§ Directive
Switch "benchmark" to "evaluation" in the data from the line containing "For the benchmark, point to the distant" through the end, leaving everything else unchanged, and reproduce those lines.

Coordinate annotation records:

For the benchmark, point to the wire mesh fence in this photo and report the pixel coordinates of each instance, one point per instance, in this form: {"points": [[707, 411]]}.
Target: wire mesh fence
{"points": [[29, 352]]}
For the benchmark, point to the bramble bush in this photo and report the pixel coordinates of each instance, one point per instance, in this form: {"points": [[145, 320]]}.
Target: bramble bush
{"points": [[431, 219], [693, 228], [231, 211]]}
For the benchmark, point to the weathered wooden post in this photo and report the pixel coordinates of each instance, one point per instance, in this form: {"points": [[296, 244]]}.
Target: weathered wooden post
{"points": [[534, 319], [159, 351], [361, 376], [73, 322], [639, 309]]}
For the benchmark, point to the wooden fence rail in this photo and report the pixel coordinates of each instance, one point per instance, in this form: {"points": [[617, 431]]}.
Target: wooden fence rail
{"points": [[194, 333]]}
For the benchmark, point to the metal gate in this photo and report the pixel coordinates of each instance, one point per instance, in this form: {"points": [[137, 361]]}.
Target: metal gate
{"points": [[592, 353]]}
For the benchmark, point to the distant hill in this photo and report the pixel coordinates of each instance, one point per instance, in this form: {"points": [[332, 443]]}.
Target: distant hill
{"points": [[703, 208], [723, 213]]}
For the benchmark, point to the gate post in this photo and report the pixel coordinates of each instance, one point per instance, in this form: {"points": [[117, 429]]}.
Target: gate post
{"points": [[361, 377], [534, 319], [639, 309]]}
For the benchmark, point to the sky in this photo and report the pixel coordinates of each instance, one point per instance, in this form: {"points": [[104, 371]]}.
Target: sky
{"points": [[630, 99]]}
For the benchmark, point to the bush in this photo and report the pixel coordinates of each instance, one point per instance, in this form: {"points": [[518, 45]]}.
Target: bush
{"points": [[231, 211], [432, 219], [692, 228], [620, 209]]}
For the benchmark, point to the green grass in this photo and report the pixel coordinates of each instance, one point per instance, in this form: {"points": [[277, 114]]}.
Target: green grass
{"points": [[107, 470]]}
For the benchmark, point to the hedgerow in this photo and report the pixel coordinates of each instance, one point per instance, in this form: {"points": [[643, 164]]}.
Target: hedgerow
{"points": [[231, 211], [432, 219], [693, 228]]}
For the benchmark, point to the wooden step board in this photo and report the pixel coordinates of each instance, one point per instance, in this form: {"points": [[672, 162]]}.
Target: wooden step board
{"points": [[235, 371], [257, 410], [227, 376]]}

§ Final result
For the evaluation, point to the distant hill in this photo and report the pixel coordinates of each instance, one point per instance, in this form: {"points": [[332, 443]]}.
Target: distant hill
{"points": [[703, 208], [723, 213]]}
For the evaluation, point to the gate post in this photo and report the pixel coordinates of each instance, one point per instance, in this form: {"points": [[117, 429]]}.
Target: gate post
{"points": [[361, 377], [534, 319], [639, 309]]}
For the evaluation, point to the sky in this photo and report the pixel coordinates of each instance, one point per instance, in this form: {"points": [[104, 371]]}.
Target: sky
{"points": [[630, 99]]}
For the evaluation, point to the bush in this photo and report the pixel coordinates of each instance, one point per instance, in this form: {"points": [[518, 45]]}.
Target: bush
{"points": [[231, 211], [432, 219], [692, 228], [620, 209]]}
For the evaluation, point to the green grass in this photo and report the pixel coordinates of each instance, one point per instance, in this form: {"points": [[277, 114]]}.
Target: green grass
{"points": [[107, 470]]}
For the evaluation, point to the hedgerow in this photo and report the pixel coordinates of each instance, one point per instance, in this form: {"points": [[643, 164]]}.
Target: hedgerow
{"points": [[231, 211], [432, 219], [693, 228]]}
For the evaluation, point to the wooden step board in this photo and report the pixel coordinates of each instance, one point per instance, in this form: {"points": [[672, 162]]}.
Target: wooden step board
{"points": [[235, 371], [257, 410], [227, 376]]}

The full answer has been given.